DATA SUPPLIED START

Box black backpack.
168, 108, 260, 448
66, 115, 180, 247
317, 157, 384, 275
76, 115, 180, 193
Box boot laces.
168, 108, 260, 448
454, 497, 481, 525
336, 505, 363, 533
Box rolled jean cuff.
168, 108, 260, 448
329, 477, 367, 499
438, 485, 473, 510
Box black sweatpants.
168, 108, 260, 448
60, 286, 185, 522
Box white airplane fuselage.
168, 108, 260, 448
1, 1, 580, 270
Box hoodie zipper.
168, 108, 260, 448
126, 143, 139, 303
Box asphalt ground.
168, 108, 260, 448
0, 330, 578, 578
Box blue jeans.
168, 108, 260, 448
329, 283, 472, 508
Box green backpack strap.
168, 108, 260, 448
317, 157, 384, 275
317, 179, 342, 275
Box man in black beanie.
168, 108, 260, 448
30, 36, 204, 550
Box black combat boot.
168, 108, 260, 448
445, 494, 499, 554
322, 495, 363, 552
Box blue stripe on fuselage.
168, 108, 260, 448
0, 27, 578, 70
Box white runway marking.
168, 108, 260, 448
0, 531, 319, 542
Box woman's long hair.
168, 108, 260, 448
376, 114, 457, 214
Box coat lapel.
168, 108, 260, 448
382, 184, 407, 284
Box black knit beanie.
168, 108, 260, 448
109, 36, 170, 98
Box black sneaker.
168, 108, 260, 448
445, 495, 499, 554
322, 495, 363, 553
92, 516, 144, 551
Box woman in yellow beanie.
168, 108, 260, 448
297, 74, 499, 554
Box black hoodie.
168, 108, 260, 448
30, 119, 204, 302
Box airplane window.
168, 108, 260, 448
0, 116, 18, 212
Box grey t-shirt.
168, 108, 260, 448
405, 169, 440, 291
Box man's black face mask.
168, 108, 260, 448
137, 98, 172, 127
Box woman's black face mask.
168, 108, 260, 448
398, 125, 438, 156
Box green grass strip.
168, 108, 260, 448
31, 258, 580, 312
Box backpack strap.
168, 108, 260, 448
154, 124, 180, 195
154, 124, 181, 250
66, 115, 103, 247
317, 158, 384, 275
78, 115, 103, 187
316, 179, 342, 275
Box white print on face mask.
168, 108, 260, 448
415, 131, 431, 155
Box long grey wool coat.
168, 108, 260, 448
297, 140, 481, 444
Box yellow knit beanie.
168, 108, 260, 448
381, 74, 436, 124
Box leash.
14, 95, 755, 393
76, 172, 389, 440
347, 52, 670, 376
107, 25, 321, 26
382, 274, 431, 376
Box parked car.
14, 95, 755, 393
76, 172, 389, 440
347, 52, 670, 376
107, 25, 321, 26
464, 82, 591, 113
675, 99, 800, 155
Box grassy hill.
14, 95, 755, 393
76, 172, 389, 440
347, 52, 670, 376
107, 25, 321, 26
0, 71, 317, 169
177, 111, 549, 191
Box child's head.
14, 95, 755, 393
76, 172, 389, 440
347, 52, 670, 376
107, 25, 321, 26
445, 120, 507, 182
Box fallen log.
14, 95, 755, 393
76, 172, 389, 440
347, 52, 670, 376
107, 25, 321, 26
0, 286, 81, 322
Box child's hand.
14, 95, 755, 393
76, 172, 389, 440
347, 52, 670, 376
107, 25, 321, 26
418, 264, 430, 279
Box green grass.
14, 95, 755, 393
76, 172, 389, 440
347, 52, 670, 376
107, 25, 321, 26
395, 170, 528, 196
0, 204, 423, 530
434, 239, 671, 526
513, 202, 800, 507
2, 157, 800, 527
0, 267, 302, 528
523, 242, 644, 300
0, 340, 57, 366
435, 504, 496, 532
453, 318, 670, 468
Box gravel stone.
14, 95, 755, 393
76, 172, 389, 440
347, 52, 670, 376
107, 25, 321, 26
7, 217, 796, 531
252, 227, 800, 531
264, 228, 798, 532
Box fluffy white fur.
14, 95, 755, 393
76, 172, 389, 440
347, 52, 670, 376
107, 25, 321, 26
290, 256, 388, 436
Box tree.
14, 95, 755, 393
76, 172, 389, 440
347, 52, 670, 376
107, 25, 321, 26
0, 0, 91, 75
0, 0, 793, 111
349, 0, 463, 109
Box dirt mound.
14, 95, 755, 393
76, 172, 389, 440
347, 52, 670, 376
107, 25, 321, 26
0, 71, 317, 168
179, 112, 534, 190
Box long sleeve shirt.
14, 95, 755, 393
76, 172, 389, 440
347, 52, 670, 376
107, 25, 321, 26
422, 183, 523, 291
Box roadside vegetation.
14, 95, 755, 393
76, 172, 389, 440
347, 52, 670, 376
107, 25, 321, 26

DATA SUPPLIED END

• **ACTIVITY**
Only lines containing "blue" belong in the answer; copy every such line from the records.

• **ANSWER SPACE**
Box blue jeans.
Box blue stripe on fuselage.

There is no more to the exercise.